> Passage du texte
_____

Chronologie de l'affaire
Tribunal administratif de Paris 27 décembre 2006
Cour administrative d'appel de Paris 07 mai 2008

Cour administrative d'appel de Paris, 5ème chambre - Formation A, 7 mai 2008, 07PA01485

Mots clés contributions et taxes · généralités Règles générales d'établissement de l'impôt Redressement Commission départementale · compétence · inclusion · différend portant sur le montant du bénéfice industriel et commercial rj1

Synthèse

Juridiction : Cour administrative d'appel de Paris
Numéro affaire : 07PA01485
Type de recours : Plein contentieux
Précédents jurisprudentiels : [RJ1] Cf., sur le principe de l'imposition en tant que BIC des bénéfices des entreprises assujetties à l'impôt sur les sociétés, CE, 8 octobre 1993, SARL Gérard Unger Conseil, n° 127113, p. 258.
Décision précédente : Tribunal administratif de Paris, 27 décembre 2006, N° 0118758
Président : Mme HELMHOLTZ
Rapporteur : Mme Isabelle DELY
Rapporteur public : M. JARDIN
Avocat(s) : LANDWELL ET ASSOCIES

Chronologie de l'affaire

Tribunal administratif de Paris 27 décembre 2006
Cour administrative d'appel de Paris 07 mai 2008

Résumé

z19-01-03-02-03z Une société anonyme exerçant une activité de gestion de portefeuille, de nature purement civile, a acquis des titres auprès d'une autre société moyennant un prix remis en cause par l'administration fiscale, qui a estimé que la première société avait bénéficié d'un avantage occulte à hauteur de la différence entre le prix de vente des titres et leur valeur réelle, avantage qu'elle a regardé, en application des dispositions du c de l'article 111 du code général des impôts (CGI), comme un revenu distribué à cette première société par la seconde. L'administration, par conséquent, a réintégré dans les bases imposables de la société anonyme le montant de cette distribution. Dès lors qu'en vertu du 1 de l'article 206 du CGI, les sociétés anonymes, quel que soit leur objet, sont passibles de l'impôt sur les sociétés, que leurs bénéfices sont dès lors, en application du I de l'article 209 du CGI, imposés en tant que bénéfices industriels et commerciaux (BIC), et que le bénéfice imposable est, aux termes de l'article 38 du CGI, déterminé d'après les résultats de l'ensemble des opérations de toute nature, le désaccord entre la société anonyme et l'administration fiscale à propos du montant de la somme réintégrée dans ses bases portait sur le montant du bénéfice industriel et commercial au sens de l'article L. 59 A du livre des procédures fiscales (LPF) et entrait par suite dans le champ de compétence de la commission départementale des impôts et des taxes sur le chiffre d'affaires (CDI). Est sans incidence sur ce point la circonstance que cette somme aurait constitué pour une personne physique un revenu de capitaux mobiliers ne relevant pas de la compétence de la CDI.

_____

> Extrait des données

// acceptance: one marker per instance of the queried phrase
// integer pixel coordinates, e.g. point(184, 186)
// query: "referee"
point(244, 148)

_____

> Vos consignes
Dans le texte sur la décision de la cour administrative d'appel de Paris, recopiez mot pour mot le passage qui commence à « Mots clés contributions » et se termine à « 127113, p. 258. ».

> Résultat obtenu
Mots clés contributions et taxes · généralités Règles générales d'établissement de l'impôt Redressement Commission départementale · compétence · inclusion · différend portant sur le montant du bénéfice industriel et commercial rj1

Synthèse

Juridiction : Cour administrative d'appel de Paris
Numéro affaire : 07PA01485
Type de recours : Plein contentieux
Précédents jurisprudentiels : [RJ1] Cf., sur le principe de l'imposition en tant que BIC des bénéfices des entreprises assujetties à l'impôt sur les sociétés, CE, 8 octobre 1993, SARL Gérard Unger Conseil, n° 127113, p. 258.